Supplied passage:
•••••

If the Supreme Court twists the Fourteenth Amendment, enacted after the shedding of blood of over a half a million Americans for equal rights for black Americans, into a mandate for same-sex “marriage,” the decision must be challenged immediately and effectively. Many millions of Americans who voted to support and adhere to the millennia old consensus on marriage must question the authority and judgment of the Court if it wrongly applies the Constitution, while arrogantly charging that Americans who disagree with them are bigoted and hateful.
Past Justices did not always claim such sweeping infallibility. Referring to past controversial decisions of the Supreme Court, Chief Justice Earl Warren (1953-1969) commented in 1962 on the World War II Japanese internment cases, that, “… the fact that the Court rules in a case like, Hirabayashi that a given program is constitutional, does not necessarily answer the question whether, in a broader sense, it actually is.” Earl Warren, The Bill of Rights and the Military, 37 N.Y.U. L. REV. 181, 193 (1962), Reprinted in, The Air Force Law Review, Vol. 60, 2007, pp 16-17.
Providentially, I was involved in the initiation of (i) the successful Hyde Amendment relating to abortion, and (ii) the Dornan Appropriations Amendment blocking Jimmy Carter’s efforts to put private schools under the thumb of the IRS, on pain of losing their tax-exempt status.
The stories of these two efforts is instructive as to the power that Congress has to fix such problems.
In the Spring of 1976, a friend provided me with the results of a FOIA request showing the Department of Health Education and Welfare (now HHS) had paid for roughly 300,000 Medicaid abortions. As a private citizen, I went to the U.S. Capitol and requested a Page to have Representative Bob Bauman (R-MD) come off the House Floor and meet me at the Cloakroom door. (Bauman and I were both active in the Young Americans for Freedom many years earlier.)
I showed Congressman Bauman the FOIA documents and suggested that an amendment to the HEW Appropriations Act prohibiting the use of federal tax money for abortion would be in order. He said he knew a freshman Congressman who might be willing to offer the amendment cutting off all funding for elective abortions. That first term member of Congress turned out to be Representative Henry Hyde (R-IL). The abortion funding restriction — widely known as the Hyde Amendment — has passed Congress every year since 1976.

•••••

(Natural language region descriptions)
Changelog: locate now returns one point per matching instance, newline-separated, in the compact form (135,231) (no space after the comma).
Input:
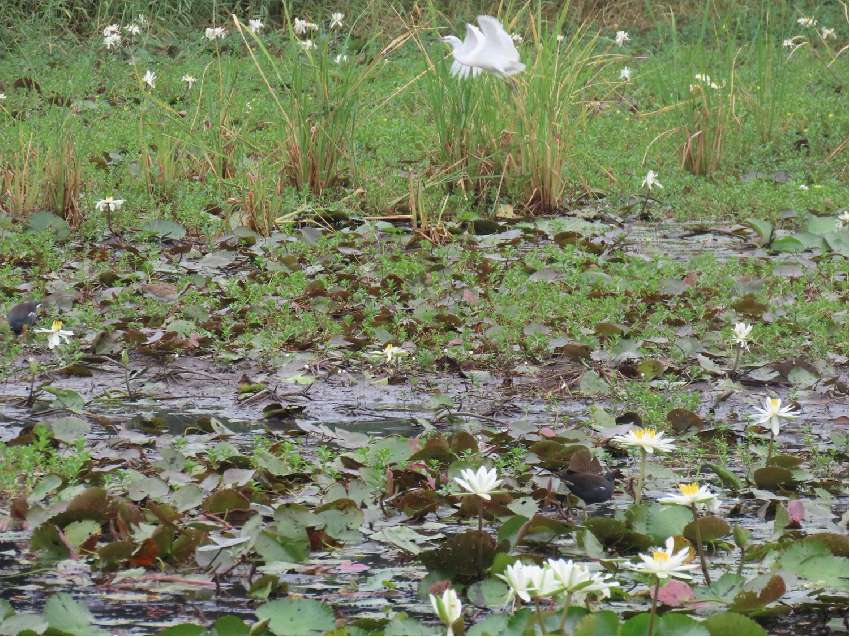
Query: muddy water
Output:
(353,403)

•••••

Work request: Pick up the essay on Congress, the Supreme Court and the Hyde Amendment after its final sentence and write what comes next.

Answer section:
As a legislative assistant to Congressman Dornan, I worked with the late Jack Clayton of the National Association of Evangelical Schools to devise an amendment to protect private schools by adding a rider to a Treasury appropriations bill prohibiting the use of any federal money to implement the IRS Ruling which had compelled mostly Christian schools to jump through bureaucratic hoops to demonstrate they were not discriminating to the satisfaction of a hostile IRS in order to keep their tax exempt status. This was not a partisan effort.
Indeed, I worked with Missouri Democratic Senator Eagleton’s staff as Lutheran Missouri Synod church schools were particularly burdened by the IRS Ruling. Senator Eagleton made sure that the Senate approved the House-passed Dornan Amendment. That Amendment became part of the Treasury Appropriations bill and was signed into law, stopping the IRS crusade against Christian schools.
In April, 1980, in Harris vs. McRae, the U.S. Supreme Court upheld as constitutional the Hyde Appropriations Amendment banning taxpayer paid abortions. In 1981, during a break in a Conference Committee meeting held in the Capitol building, I was conferring with my boss, Mr. Dornan, when liberal New York Democrat Congressman Charlie Rangel, who supported legal abortion and abortion funding, came over to talk with us about that decision. Rangel told us that Congress could never give up the “power of the purse.”